SET PROBLEM
Count the lines in the material below that contain the string "When", treating uppercase and lowercase letters as distinct, and reply with only that number.

TASK INPUT
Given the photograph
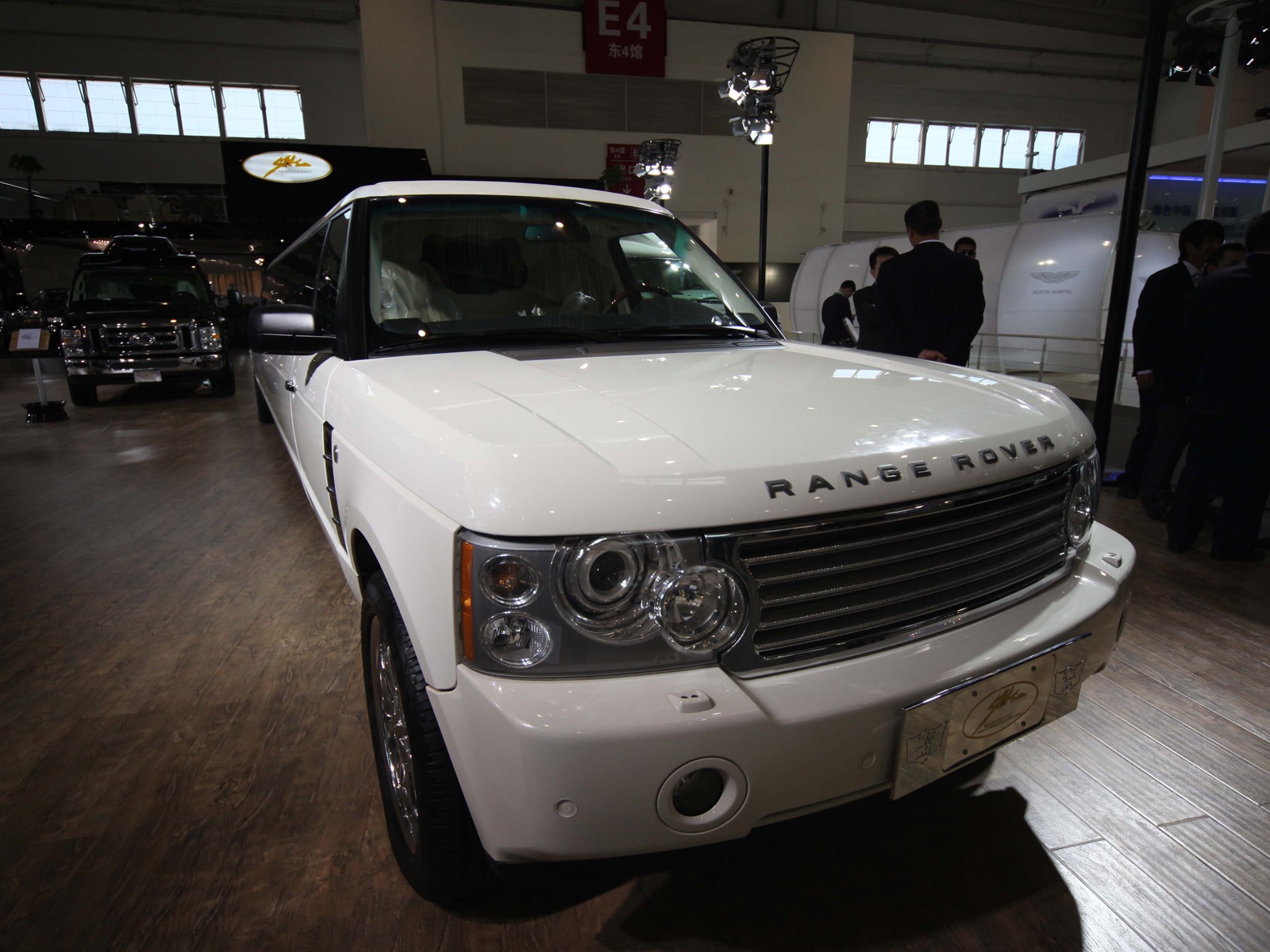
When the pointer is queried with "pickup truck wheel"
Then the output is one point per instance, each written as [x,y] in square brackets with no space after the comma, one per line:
[222,381]
[431,831]
[82,393]
[262,406]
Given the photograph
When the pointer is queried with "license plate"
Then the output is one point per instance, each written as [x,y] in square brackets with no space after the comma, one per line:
[967,721]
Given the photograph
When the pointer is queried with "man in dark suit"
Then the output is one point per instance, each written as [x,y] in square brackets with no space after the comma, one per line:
[1159,352]
[931,296]
[836,317]
[1227,338]
[873,332]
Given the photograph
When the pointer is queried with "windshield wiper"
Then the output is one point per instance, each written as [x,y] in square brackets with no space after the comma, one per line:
[691,330]
[508,336]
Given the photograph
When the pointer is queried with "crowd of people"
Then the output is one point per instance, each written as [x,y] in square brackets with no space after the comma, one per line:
[926,302]
[1200,330]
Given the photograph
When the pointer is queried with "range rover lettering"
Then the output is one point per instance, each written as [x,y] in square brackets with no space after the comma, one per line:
[639,574]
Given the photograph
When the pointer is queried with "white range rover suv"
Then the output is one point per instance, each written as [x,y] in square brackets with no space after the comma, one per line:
[637,573]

FULL OUTPUT
7